WHAT YOU WILL DO. Once you find the line with "get_box(white shorts)" in the data that follows, repeat it and every line after it exactly, through the line with "get_box(blurred grass stems)".
(TASK DATA)
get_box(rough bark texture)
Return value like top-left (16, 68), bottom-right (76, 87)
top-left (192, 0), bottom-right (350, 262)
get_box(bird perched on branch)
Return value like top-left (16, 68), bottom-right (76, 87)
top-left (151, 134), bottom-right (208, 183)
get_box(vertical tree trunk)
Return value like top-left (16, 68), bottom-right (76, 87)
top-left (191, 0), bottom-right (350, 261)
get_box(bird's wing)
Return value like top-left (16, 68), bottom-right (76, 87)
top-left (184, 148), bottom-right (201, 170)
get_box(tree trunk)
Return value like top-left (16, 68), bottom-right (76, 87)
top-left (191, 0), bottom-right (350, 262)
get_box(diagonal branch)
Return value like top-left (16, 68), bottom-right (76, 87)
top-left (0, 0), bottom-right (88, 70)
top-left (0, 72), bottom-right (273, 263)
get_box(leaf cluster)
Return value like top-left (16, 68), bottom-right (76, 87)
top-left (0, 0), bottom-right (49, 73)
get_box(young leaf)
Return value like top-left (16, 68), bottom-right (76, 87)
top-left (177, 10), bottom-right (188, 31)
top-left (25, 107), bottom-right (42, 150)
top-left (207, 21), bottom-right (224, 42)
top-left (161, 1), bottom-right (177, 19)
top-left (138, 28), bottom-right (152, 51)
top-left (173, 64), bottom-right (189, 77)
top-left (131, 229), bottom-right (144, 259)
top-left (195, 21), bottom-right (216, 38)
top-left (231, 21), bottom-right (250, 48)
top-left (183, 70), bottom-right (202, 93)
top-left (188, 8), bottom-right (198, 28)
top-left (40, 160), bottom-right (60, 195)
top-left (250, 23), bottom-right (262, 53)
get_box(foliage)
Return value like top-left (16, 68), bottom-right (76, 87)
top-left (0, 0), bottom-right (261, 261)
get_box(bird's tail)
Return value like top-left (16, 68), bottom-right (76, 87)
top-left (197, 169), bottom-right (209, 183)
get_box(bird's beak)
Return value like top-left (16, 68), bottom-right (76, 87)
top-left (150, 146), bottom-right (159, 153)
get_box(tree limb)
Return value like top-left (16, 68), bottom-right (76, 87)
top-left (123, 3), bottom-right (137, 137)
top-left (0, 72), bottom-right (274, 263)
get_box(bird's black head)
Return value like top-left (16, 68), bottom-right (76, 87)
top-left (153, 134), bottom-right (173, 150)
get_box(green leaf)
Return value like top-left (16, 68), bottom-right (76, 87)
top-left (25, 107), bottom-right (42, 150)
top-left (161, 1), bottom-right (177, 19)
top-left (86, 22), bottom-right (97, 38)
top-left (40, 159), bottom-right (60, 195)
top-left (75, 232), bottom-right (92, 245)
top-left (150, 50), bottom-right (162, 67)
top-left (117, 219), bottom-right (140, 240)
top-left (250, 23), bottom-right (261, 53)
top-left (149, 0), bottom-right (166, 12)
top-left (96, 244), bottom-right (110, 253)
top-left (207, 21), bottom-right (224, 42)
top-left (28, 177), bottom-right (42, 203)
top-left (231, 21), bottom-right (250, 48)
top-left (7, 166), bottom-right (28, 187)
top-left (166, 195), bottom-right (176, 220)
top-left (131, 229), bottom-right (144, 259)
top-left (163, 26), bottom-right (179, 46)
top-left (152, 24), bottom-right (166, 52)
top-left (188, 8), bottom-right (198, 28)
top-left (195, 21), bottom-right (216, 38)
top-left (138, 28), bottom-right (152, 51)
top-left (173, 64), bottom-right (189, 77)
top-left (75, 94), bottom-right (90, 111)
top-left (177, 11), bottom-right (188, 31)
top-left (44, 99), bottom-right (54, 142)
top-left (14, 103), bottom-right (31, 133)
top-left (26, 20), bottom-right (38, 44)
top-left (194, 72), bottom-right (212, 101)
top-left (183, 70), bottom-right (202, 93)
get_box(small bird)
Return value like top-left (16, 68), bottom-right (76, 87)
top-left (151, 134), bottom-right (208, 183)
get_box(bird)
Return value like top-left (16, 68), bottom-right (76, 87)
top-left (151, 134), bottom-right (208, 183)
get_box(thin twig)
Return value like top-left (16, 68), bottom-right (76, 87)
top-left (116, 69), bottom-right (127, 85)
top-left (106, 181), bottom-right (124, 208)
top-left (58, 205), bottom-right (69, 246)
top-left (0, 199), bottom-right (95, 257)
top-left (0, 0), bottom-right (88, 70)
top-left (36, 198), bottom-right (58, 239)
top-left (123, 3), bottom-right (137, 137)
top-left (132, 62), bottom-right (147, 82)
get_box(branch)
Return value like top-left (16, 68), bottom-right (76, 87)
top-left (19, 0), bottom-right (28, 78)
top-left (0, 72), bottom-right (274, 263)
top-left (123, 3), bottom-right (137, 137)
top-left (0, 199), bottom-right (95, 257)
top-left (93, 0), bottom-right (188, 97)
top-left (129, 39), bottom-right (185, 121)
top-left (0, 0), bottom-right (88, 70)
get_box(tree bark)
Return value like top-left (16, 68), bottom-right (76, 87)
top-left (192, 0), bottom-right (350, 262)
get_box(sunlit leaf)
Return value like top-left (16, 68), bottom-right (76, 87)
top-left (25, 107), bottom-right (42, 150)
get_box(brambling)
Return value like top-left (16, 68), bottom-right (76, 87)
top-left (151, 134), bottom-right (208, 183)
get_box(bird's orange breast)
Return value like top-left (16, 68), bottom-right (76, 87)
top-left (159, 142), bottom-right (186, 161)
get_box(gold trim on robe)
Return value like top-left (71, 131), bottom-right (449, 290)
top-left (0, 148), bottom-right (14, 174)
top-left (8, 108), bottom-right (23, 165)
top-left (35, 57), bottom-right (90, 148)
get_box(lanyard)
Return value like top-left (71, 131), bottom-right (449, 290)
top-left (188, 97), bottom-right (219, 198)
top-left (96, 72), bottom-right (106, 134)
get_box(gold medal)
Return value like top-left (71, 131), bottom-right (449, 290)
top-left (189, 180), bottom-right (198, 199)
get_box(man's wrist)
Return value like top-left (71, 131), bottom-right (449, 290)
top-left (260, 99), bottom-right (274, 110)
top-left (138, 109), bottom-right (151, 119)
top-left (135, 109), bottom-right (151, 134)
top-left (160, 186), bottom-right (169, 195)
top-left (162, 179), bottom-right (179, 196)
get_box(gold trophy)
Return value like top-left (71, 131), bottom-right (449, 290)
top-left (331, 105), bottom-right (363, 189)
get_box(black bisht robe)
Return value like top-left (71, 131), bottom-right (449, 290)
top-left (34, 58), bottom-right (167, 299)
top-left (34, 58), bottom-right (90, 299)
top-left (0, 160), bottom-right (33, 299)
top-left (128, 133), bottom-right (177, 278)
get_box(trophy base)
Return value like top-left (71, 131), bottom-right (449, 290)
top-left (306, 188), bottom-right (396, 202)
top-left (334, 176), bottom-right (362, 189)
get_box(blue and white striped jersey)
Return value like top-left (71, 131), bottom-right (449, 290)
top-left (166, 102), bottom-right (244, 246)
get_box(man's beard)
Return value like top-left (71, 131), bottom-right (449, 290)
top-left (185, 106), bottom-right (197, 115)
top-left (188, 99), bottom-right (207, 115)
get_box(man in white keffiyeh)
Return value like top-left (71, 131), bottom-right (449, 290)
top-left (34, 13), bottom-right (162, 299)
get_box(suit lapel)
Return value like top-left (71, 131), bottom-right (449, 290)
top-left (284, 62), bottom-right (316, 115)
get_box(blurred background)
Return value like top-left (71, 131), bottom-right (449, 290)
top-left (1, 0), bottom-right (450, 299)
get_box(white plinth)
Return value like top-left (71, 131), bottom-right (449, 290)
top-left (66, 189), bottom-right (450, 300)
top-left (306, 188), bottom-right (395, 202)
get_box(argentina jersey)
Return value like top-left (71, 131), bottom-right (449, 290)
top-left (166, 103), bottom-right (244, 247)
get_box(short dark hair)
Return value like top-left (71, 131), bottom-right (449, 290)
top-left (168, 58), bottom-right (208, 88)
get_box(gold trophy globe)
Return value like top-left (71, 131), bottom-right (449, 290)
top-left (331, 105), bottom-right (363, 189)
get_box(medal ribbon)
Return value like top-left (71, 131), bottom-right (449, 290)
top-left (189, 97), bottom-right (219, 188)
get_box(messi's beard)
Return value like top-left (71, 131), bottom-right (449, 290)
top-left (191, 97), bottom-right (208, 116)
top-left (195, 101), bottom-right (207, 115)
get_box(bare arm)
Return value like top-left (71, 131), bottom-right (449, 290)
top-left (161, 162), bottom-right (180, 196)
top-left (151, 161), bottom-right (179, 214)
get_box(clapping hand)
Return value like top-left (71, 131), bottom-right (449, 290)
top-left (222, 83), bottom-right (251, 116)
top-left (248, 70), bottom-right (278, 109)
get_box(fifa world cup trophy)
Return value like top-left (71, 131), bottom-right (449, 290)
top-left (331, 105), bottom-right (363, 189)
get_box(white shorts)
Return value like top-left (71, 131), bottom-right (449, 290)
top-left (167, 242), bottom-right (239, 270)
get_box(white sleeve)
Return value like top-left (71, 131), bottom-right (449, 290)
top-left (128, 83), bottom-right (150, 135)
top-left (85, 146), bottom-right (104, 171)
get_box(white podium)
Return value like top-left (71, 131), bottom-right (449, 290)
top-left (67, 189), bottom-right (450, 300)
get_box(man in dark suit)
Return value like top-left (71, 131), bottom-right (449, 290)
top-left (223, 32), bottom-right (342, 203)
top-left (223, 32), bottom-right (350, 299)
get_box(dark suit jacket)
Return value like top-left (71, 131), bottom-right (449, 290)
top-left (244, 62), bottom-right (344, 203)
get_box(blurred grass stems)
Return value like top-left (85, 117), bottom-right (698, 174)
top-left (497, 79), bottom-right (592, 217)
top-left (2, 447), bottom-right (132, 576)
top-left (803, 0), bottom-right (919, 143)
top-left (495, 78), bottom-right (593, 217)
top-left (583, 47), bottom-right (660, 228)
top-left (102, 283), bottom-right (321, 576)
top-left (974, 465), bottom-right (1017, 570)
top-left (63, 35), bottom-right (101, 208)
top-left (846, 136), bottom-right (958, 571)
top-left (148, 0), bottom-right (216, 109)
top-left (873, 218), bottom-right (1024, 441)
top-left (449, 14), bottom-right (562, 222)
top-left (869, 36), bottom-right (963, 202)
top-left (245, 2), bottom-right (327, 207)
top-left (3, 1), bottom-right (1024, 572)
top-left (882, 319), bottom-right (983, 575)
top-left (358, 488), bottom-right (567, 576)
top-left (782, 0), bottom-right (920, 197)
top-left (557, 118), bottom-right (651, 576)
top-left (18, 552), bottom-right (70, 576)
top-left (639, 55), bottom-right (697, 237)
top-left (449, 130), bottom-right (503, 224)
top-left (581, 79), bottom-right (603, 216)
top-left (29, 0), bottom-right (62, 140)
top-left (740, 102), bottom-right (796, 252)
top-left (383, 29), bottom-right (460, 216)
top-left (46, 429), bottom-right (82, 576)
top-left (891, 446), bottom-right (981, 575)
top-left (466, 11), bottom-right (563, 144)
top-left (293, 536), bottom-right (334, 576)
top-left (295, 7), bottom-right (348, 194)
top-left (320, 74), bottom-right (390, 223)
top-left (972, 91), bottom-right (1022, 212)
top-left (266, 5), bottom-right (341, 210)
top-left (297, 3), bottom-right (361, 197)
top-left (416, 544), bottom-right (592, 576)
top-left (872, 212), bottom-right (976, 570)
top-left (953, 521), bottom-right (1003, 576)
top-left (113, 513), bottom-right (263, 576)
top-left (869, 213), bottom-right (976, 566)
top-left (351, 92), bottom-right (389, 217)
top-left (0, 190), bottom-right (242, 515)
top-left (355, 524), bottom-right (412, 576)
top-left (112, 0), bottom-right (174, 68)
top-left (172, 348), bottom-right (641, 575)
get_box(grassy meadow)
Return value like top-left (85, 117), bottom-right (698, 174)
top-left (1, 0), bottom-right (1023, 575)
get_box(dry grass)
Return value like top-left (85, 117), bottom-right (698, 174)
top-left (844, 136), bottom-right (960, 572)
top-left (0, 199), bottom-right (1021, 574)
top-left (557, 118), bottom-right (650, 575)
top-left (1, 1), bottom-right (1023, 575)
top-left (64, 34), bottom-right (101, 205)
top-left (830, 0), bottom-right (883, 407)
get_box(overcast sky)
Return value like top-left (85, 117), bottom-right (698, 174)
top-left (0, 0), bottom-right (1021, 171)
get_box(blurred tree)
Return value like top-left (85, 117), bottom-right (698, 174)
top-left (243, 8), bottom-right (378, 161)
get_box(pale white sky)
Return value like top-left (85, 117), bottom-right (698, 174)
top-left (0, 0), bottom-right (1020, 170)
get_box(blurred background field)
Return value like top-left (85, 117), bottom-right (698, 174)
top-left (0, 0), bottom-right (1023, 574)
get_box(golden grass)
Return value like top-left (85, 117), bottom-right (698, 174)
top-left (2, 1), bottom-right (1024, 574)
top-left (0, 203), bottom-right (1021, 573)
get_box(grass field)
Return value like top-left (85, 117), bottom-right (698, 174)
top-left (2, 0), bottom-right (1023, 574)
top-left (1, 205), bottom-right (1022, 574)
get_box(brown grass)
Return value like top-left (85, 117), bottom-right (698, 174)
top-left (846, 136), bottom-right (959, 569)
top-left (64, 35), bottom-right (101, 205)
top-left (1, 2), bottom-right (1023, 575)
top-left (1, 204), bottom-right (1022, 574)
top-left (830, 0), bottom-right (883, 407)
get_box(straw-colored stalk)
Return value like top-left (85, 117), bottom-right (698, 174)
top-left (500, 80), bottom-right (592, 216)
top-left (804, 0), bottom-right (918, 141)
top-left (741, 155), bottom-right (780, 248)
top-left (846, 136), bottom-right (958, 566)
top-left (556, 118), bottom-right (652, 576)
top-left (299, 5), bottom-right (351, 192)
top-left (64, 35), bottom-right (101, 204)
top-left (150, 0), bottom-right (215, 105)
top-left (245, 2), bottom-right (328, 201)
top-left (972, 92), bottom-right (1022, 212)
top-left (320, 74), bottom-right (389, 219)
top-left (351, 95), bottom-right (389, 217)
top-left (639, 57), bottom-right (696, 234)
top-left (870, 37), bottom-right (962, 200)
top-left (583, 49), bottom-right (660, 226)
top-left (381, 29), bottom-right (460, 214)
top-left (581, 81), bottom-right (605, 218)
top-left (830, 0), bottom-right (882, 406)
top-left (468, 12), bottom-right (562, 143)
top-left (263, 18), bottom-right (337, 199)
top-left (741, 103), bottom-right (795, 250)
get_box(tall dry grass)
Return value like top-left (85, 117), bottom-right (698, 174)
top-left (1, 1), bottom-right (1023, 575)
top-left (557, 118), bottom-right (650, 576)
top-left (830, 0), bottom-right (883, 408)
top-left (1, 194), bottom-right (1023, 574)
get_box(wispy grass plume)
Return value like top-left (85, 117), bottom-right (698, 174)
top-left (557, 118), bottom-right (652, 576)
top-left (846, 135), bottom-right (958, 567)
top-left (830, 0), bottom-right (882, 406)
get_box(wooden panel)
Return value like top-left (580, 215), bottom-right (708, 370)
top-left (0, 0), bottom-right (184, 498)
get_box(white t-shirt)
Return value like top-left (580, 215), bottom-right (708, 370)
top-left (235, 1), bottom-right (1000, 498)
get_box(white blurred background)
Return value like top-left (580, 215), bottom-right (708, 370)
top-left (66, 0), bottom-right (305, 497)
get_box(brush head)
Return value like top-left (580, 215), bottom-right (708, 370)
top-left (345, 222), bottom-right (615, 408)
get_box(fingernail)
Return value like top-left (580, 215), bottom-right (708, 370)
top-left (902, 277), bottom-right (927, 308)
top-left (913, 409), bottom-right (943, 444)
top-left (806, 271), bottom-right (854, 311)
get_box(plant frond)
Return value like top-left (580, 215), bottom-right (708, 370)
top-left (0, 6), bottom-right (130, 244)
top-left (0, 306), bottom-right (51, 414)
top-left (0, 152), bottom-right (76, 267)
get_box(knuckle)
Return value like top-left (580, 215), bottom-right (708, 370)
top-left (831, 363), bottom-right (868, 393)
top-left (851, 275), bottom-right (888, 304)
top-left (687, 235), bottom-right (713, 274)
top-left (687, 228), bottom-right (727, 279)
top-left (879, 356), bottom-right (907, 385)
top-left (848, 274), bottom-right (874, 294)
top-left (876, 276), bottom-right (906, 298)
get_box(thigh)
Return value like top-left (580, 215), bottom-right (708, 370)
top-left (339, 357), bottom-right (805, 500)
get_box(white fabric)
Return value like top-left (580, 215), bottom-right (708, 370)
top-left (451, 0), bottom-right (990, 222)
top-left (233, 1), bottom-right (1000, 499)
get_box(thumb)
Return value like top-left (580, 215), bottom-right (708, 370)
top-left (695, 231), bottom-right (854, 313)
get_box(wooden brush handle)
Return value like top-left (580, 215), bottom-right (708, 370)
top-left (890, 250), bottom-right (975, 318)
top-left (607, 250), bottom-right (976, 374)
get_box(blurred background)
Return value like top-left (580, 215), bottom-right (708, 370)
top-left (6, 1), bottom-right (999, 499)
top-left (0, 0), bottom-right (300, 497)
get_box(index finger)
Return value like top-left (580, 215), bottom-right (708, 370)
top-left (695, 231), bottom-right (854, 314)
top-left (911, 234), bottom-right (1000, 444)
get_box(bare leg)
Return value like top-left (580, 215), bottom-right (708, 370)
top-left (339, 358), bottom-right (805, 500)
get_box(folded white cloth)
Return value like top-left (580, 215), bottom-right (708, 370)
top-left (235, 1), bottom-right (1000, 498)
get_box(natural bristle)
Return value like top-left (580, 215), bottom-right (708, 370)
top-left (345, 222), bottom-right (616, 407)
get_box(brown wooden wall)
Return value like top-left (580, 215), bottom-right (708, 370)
(End TASK DATA)
ANSWER TO THE EXERCISE.
get_box(white shorts)
Return value like top-left (71, 131), bottom-right (449, 290)
top-left (167, 242), bottom-right (239, 270)
get_box(white sleeve)
Return value like top-left (71, 131), bottom-right (449, 290)
top-left (128, 83), bottom-right (150, 135)
top-left (85, 146), bottom-right (104, 171)
get_box(white podium)
Return value like top-left (71, 131), bottom-right (449, 290)
top-left (67, 189), bottom-right (450, 300)
get_box(man in dark suit)
Return value like top-left (71, 131), bottom-right (449, 290)
top-left (223, 32), bottom-right (342, 203)
top-left (223, 32), bottom-right (350, 299)
get_box(dark suit jacket)
Return value like top-left (71, 131), bottom-right (449, 290)
top-left (244, 62), bottom-right (344, 203)
get_box(blurred grass stems)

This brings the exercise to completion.